- [Task statement]:
Each line that includes the word "sitting" should be copied from the records.

Input material below:

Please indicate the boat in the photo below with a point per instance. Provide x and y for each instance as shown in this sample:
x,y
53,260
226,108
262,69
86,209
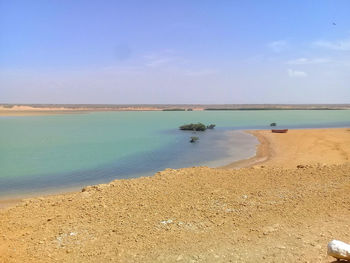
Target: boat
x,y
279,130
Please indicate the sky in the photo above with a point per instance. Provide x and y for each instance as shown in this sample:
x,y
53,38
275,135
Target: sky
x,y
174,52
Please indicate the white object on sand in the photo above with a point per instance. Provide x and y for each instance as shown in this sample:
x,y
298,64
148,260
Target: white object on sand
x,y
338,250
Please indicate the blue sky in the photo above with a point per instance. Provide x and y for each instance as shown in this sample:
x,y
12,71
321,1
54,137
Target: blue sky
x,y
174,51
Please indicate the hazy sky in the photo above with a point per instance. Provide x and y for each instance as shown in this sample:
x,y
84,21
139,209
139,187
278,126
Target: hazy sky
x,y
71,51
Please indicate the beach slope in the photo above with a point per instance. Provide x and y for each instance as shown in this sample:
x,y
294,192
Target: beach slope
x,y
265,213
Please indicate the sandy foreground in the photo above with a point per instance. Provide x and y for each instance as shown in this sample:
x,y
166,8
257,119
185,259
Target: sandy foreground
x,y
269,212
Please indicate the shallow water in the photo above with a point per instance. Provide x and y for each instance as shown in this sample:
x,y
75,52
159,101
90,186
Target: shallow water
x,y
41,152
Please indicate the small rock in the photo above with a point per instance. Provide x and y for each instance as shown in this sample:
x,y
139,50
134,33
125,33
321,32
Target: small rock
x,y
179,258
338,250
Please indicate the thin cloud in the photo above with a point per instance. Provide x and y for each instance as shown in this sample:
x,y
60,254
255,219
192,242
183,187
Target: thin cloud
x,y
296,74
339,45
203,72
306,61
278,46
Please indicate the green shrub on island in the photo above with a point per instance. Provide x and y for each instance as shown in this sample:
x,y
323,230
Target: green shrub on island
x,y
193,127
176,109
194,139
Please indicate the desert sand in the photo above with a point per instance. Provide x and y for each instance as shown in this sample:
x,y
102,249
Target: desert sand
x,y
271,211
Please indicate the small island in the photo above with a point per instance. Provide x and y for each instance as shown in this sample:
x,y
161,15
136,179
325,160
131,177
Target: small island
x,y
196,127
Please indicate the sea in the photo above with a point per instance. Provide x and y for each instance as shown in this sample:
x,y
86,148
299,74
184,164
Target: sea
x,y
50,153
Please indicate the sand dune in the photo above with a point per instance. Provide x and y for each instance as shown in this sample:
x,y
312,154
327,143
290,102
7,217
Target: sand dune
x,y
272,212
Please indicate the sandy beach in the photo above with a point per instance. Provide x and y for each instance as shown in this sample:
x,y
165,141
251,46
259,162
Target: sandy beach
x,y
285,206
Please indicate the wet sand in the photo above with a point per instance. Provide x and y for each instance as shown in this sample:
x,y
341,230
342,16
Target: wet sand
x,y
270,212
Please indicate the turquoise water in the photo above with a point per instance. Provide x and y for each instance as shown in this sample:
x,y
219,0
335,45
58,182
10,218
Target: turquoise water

End of Input material.
Input material below:

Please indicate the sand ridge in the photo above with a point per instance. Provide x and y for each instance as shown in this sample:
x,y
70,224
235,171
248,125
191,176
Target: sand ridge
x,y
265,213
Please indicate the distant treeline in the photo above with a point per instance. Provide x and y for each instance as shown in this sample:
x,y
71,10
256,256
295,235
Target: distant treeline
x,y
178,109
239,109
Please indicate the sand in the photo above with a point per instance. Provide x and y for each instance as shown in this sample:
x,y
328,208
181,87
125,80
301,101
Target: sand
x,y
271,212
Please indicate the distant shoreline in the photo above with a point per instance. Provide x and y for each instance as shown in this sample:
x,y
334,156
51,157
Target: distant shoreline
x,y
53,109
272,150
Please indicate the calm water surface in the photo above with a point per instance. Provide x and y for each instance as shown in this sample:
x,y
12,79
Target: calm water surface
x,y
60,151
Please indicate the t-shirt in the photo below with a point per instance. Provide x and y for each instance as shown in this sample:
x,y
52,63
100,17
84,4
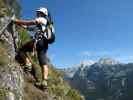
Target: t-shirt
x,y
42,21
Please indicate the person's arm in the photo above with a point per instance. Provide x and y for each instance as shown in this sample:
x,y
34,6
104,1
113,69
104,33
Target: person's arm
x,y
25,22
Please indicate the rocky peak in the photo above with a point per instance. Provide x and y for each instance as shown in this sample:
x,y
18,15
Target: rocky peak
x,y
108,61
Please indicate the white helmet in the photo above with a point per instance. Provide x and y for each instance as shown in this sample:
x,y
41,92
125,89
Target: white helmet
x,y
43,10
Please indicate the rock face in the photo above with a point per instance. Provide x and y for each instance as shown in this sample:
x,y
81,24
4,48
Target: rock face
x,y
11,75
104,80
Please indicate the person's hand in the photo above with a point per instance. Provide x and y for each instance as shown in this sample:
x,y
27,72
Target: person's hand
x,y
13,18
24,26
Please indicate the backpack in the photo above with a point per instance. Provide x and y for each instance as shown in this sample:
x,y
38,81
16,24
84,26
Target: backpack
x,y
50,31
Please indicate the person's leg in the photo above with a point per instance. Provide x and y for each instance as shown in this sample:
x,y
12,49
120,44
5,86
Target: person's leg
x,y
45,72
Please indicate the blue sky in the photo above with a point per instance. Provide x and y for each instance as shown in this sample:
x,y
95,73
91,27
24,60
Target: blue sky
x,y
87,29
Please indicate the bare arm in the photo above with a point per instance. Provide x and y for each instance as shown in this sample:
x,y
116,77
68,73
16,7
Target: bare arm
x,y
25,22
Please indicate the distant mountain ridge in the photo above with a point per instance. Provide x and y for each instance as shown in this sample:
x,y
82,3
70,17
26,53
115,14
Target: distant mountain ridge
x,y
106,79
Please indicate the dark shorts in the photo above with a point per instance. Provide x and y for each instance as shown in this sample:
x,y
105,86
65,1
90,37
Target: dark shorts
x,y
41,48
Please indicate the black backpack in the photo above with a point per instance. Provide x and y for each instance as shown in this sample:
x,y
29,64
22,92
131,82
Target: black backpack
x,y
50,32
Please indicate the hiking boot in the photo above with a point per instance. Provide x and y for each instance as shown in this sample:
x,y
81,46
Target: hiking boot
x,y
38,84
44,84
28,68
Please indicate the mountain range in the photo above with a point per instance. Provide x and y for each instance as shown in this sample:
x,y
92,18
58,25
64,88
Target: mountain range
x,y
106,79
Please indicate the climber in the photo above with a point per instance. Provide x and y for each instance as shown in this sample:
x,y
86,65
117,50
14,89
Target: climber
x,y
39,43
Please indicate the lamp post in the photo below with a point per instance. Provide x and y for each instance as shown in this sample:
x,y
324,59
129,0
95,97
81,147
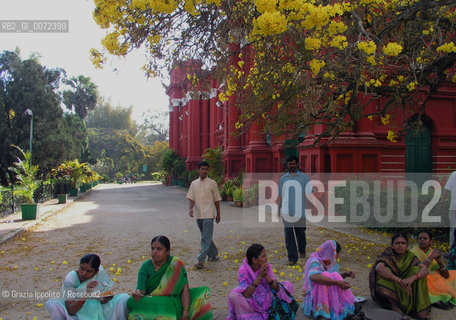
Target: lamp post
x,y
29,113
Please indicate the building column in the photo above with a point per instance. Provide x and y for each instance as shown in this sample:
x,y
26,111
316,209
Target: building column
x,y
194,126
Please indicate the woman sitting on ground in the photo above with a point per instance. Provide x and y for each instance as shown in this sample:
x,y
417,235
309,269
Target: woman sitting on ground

End of Input material.

- [Output for this exercise]:
Please indicate the woman sitting on ground in the photo above with a point per instance. Provide x and y for each instance as shown in this sample:
Target: woman sitting on ground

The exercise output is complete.